** START **
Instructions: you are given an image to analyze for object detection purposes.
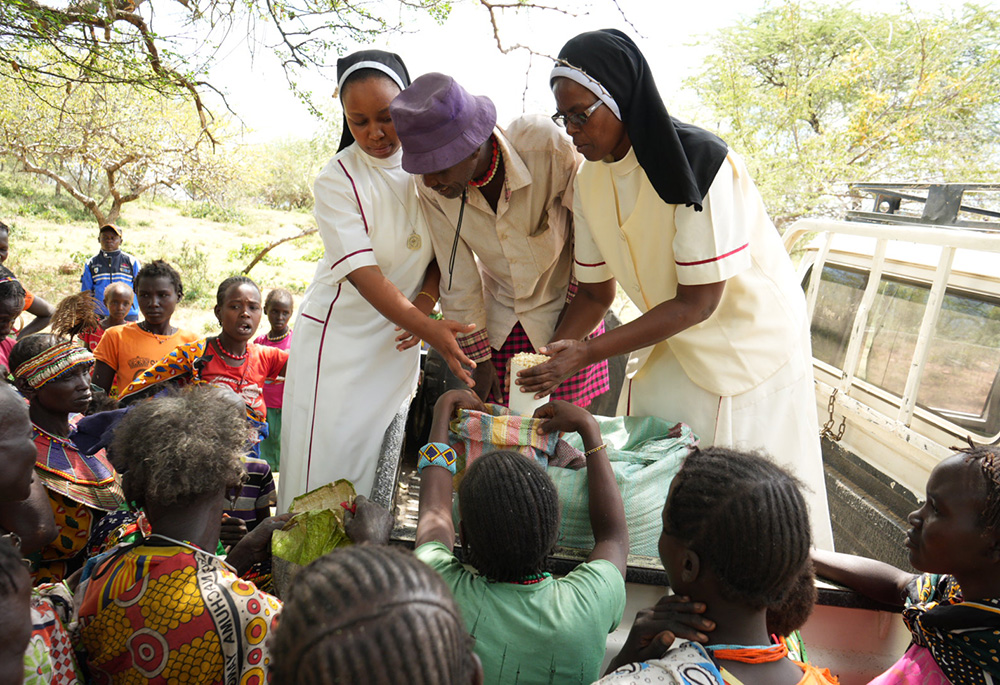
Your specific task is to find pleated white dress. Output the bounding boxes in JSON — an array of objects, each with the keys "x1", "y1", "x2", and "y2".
[{"x1": 278, "y1": 143, "x2": 433, "y2": 512}]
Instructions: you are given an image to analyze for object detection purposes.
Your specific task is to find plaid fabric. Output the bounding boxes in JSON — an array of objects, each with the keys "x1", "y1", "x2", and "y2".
[
  {"x1": 548, "y1": 416, "x2": 698, "y2": 557},
  {"x1": 487, "y1": 321, "x2": 611, "y2": 407},
  {"x1": 456, "y1": 328, "x2": 492, "y2": 364}
]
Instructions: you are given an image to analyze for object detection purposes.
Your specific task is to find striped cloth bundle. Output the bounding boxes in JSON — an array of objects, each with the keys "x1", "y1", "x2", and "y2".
[{"x1": 448, "y1": 404, "x2": 585, "y2": 472}]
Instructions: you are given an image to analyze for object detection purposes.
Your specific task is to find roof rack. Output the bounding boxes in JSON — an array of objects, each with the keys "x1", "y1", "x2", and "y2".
[{"x1": 847, "y1": 183, "x2": 1000, "y2": 231}]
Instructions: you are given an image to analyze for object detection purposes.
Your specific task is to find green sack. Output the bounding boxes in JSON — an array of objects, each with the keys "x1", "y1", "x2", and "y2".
[{"x1": 548, "y1": 416, "x2": 698, "y2": 558}]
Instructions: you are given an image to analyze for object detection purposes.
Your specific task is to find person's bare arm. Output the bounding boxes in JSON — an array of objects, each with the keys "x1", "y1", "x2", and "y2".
[
  {"x1": 0, "y1": 476, "x2": 59, "y2": 555},
  {"x1": 535, "y1": 400, "x2": 628, "y2": 577},
  {"x1": 90, "y1": 359, "x2": 115, "y2": 392},
  {"x1": 17, "y1": 295, "x2": 56, "y2": 340},
  {"x1": 347, "y1": 266, "x2": 476, "y2": 386},
  {"x1": 414, "y1": 390, "x2": 485, "y2": 550},
  {"x1": 812, "y1": 549, "x2": 915, "y2": 606},
  {"x1": 396, "y1": 260, "x2": 441, "y2": 350},
  {"x1": 514, "y1": 281, "x2": 726, "y2": 397}
]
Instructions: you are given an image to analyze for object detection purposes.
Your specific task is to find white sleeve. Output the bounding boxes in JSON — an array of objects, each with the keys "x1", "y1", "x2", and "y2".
[
  {"x1": 313, "y1": 159, "x2": 378, "y2": 282},
  {"x1": 674, "y1": 159, "x2": 750, "y2": 285},
  {"x1": 573, "y1": 181, "x2": 615, "y2": 283}
]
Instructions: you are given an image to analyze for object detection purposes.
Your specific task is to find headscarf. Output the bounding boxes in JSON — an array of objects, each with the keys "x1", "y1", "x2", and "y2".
[
  {"x1": 551, "y1": 29, "x2": 729, "y2": 212},
  {"x1": 337, "y1": 50, "x2": 410, "y2": 152},
  {"x1": 903, "y1": 573, "x2": 1000, "y2": 685}
]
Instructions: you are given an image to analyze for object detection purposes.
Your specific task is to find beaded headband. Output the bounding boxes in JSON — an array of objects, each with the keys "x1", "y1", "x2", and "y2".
[{"x1": 14, "y1": 340, "x2": 94, "y2": 390}]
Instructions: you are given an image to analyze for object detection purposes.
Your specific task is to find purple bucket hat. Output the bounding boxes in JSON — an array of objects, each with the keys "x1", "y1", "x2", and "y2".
[{"x1": 389, "y1": 73, "x2": 497, "y2": 174}]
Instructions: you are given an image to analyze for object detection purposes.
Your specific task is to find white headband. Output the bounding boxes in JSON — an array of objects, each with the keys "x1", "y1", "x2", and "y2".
[
  {"x1": 549, "y1": 64, "x2": 622, "y2": 121},
  {"x1": 337, "y1": 61, "x2": 406, "y2": 92}
]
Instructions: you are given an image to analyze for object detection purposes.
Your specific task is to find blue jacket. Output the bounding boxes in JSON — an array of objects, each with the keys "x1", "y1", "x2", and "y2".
[{"x1": 80, "y1": 250, "x2": 140, "y2": 320}]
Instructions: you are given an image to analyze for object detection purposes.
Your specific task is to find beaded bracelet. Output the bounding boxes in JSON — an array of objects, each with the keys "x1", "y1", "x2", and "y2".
[{"x1": 417, "y1": 442, "x2": 458, "y2": 476}]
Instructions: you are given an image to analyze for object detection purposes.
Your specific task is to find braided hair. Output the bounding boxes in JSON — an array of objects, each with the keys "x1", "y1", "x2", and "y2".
[
  {"x1": 215, "y1": 276, "x2": 260, "y2": 307},
  {"x1": 953, "y1": 439, "x2": 1000, "y2": 532},
  {"x1": 458, "y1": 451, "x2": 559, "y2": 582},
  {"x1": 271, "y1": 545, "x2": 474, "y2": 685},
  {"x1": 663, "y1": 447, "x2": 811, "y2": 610}
]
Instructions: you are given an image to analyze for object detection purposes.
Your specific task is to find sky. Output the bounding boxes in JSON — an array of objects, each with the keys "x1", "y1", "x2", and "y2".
[{"x1": 201, "y1": 0, "x2": 968, "y2": 142}]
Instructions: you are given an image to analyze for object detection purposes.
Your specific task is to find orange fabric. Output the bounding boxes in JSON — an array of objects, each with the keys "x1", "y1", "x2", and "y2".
[
  {"x1": 94, "y1": 323, "x2": 200, "y2": 388},
  {"x1": 795, "y1": 661, "x2": 840, "y2": 685}
]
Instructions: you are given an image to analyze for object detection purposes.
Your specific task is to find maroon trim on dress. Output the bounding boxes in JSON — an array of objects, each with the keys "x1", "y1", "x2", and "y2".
[
  {"x1": 337, "y1": 159, "x2": 368, "y2": 235},
  {"x1": 674, "y1": 243, "x2": 750, "y2": 266},
  {"x1": 303, "y1": 283, "x2": 342, "y2": 492},
  {"x1": 330, "y1": 247, "x2": 375, "y2": 272}
]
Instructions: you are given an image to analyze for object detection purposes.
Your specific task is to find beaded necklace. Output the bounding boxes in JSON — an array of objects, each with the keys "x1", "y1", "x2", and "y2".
[
  {"x1": 469, "y1": 136, "x2": 500, "y2": 188},
  {"x1": 705, "y1": 643, "x2": 788, "y2": 664},
  {"x1": 215, "y1": 338, "x2": 250, "y2": 362},
  {"x1": 267, "y1": 328, "x2": 292, "y2": 342}
]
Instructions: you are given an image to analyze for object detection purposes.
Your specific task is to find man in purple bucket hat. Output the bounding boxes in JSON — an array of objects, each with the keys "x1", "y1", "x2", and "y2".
[{"x1": 389, "y1": 73, "x2": 608, "y2": 407}]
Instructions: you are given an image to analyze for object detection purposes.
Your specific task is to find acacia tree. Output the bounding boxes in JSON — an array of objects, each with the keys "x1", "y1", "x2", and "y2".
[
  {"x1": 0, "y1": 73, "x2": 229, "y2": 224},
  {"x1": 689, "y1": 0, "x2": 1000, "y2": 225},
  {"x1": 0, "y1": 0, "x2": 562, "y2": 140}
]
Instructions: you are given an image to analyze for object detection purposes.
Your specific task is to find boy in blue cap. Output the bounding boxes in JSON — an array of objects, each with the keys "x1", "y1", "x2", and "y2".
[{"x1": 80, "y1": 224, "x2": 141, "y2": 321}]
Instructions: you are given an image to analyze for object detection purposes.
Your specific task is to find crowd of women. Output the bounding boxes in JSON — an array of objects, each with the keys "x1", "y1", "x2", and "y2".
[{"x1": 0, "y1": 25, "x2": 1000, "y2": 685}]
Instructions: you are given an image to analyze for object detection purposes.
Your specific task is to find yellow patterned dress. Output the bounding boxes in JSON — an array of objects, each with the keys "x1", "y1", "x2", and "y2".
[{"x1": 78, "y1": 535, "x2": 281, "y2": 685}]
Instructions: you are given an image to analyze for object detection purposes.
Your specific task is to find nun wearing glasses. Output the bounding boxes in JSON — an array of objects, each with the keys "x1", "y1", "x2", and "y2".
[
  {"x1": 278, "y1": 50, "x2": 472, "y2": 511},
  {"x1": 515, "y1": 29, "x2": 832, "y2": 549},
  {"x1": 392, "y1": 73, "x2": 608, "y2": 407}
]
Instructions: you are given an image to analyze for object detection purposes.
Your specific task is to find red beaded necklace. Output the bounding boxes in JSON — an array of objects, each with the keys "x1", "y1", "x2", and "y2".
[
  {"x1": 469, "y1": 136, "x2": 500, "y2": 188},
  {"x1": 215, "y1": 338, "x2": 250, "y2": 362}
]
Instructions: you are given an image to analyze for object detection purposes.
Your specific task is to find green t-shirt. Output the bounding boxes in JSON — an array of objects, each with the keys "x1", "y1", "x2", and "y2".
[{"x1": 416, "y1": 542, "x2": 625, "y2": 685}]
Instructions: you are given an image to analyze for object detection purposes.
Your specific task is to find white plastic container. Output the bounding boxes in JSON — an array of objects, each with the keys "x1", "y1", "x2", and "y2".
[{"x1": 507, "y1": 352, "x2": 549, "y2": 416}]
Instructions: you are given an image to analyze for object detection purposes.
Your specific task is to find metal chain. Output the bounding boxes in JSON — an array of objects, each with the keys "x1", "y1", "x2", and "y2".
[{"x1": 819, "y1": 388, "x2": 847, "y2": 442}]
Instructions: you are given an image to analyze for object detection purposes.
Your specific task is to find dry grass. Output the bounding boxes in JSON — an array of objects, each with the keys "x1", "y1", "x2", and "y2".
[{"x1": 4, "y1": 196, "x2": 322, "y2": 333}]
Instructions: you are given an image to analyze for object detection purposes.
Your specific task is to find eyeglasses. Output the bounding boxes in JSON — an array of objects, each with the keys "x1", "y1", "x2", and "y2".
[{"x1": 552, "y1": 100, "x2": 604, "y2": 128}]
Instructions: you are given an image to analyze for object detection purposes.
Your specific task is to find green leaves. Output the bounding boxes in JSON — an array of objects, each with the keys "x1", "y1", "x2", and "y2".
[{"x1": 689, "y1": 0, "x2": 1000, "y2": 226}]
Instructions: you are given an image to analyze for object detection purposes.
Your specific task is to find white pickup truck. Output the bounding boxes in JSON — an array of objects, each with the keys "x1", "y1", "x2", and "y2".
[{"x1": 373, "y1": 184, "x2": 1000, "y2": 685}]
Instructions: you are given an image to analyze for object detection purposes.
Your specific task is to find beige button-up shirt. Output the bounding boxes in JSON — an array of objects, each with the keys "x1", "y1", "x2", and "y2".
[{"x1": 418, "y1": 115, "x2": 582, "y2": 361}]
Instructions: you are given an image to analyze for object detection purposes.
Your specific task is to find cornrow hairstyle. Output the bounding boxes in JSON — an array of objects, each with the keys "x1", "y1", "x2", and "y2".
[
  {"x1": 0, "y1": 538, "x2": 31, "y2": 597},
  {"x1": 215, "y1": 276, "x2": 260, "y2": 307},
  {"x1": 952, "y1": 438, "x2": 1000, "y2": 531},
  {"x1": 135, "y1": 259, "x2": 184, "y2": 299},
  {"x1": 664, "y1": 447, "x2": 811, "y2": 610},
  {"x1": 458, "y1": 451, "x2": 559, "y2": 582},
  {"x1": 7, "y1": 333, "x2": 66, "y2": 373},
  {"x1": 111, "y1": 384, "x2": 246, "y2": 507},
  {"x1": 0, "y1": 266, "x2": 25, "y2": 302},
  {"x1": 264, "y1": 288, "x2": 294, "y2": 313},
  {"x1": 271, "y1": 545, "x2": 474, "y2": 685}
]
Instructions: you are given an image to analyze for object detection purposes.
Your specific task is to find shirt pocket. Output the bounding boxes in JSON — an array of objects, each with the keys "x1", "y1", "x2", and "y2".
[{"x1": 527, "y1": 205, "x2": 569, "y2": 273}]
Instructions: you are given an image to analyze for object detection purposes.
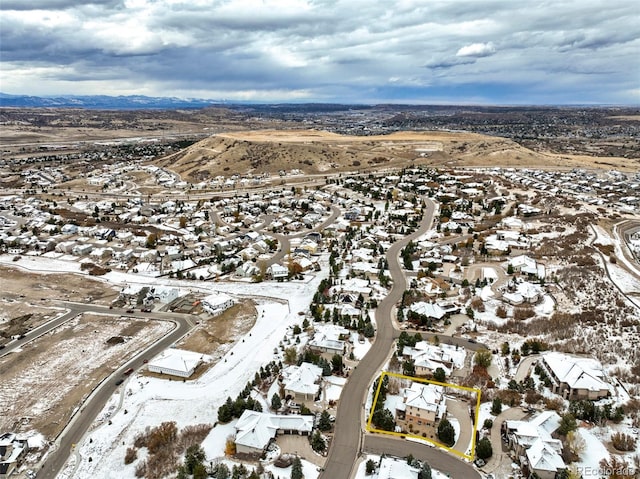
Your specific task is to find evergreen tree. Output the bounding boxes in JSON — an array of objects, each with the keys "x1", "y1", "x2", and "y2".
[
  {"x1": 318, "y1": 409, "x2": 331, "y2": 431},
  {"x1": 291, "y1": 456, "x2": 304, "y2": 479},
  {"x1": 365, "y1": 459, "x2": 376, "y2": 476},
  {"x1": 491, "y1": 398, "x2": 502, "y2": 416},
  {"x1": 433, "y1": 368, "x2": 447, "y2": 383},
  {"x1": 438, "y1": 419, "x2": 456, "y2": 447},
  {"x1": 311, "y1": 429, "x2": 327, "y2": 454},
  {"x1": 476, "y1": 437, "x2": 493, "y2": 460},
  {"x1": 184, "y1": 444, "x2": 206, "y2": 474},
  {"x1": 271, "y1": 393, "x2": 282, "y2": 411}
]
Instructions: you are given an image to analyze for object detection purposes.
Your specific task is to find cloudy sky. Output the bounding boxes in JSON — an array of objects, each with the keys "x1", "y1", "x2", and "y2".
[{"x1": 0, "y1": 0, "x2": 640, "y2": 105}]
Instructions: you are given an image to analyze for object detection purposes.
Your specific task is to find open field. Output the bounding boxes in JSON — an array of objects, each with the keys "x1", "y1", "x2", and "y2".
[
  {"x1": 178, "y1": 300, "x2": 257, "y2": 356},
  {"x1": 0, "y1": 314, "x2": 172, "y2": 440},
  {"x1": 155, "y1": 130, "x2": 640, "y2": 182},
  {"x1": 0, "y1": 266, "x2": 117, "y2": 343}
]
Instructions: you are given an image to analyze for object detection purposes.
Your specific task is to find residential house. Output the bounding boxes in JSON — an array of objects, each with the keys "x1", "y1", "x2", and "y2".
[
  {"x1": 308, "y1": 324, "x2": 349, "y2": 356},
  {"x1": 235, "y1": 409, "x2": 313, "y2": 455},
  {"x1": 538, "y1": 351, "x2": 611, "y2": 400},
  {"x1": 502, "y1": 411, "x2": 566, "y2": 479},
  {"x1": 281, "y1": 363, "x2": 322, "y2": 403},
  {"x1": 396, "y1": 381, "x2": 447, "y2": 434},
  {"x1": 267, "y1": 263, "x2": 289, "y2": 279},
  {"x1": 508, "y1": 254, "x2": 546, "y2": 278},
  {"x1": 202, "y1": 293, "x2": 234, "y2": 316},
  {"x1": 147, "y1": 348, "x2": 204, "y2": 378},
  {"x1": 402, "y1": 341, "x2": 467, "y2": 376}
]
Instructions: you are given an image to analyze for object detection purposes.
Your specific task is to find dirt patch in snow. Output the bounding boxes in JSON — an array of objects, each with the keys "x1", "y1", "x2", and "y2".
[
  {"x1": 178, "y1": 299, "x2": 258, "y2": 355},
  {"x1": 0, "y1": 314, "x2": 172, "y2": 440},
  {"x1": 0, "y1": 265, "x2": 118, "y2": 344}
]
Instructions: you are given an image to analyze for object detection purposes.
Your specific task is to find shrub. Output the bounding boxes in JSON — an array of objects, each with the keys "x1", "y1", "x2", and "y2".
[
  {"x1": 224, "y1": 436, "x2": 236, "y2": 456},
  {"x1": 147, "y1": 421, "x2": 178, "y2": 454},
  {"x1": 491, "y1": 398, "x2": 502, "y2": 416},
  {"x1": 513, "y1": 306, "x2": 536, "y2": 321},
  {"x1": 124, "y1": 447, "x2": 138, "y2": 464},
  {"x1": 611, "y1": 432, "x2": 636, "y2": 451},
  {"x1": 438, "y1": 419, "x2": 456, "y2": 447},
  {"x1": 476, "y1": 437, "x2": 493, "y2": 460},
  {"x1": 180, "y1": 424, "x2": 213, "y2": 450}
]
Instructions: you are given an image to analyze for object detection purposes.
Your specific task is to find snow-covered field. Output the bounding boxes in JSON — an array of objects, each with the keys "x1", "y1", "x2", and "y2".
[{"x1": 60, "y1": 273, "x2": 330, "y2": 479}]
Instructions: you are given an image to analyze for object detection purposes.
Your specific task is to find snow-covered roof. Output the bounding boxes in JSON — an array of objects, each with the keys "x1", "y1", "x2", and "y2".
** END **
### Exercise instructions
Identify every line in the rows above that contains the string "field", and copy each of those lines. Case counts.

### Solution to the exercise
Your specific task is to find open field. Output the bounding boxes in JSON — an array of objects, each with the keys "x1", "y1", "x2", and "y2".
Your specific task is to find snow-covered field. Output the bounding boxes in JSON — an array of objects, each with the keys "x1", "y1", "x2", and "y2".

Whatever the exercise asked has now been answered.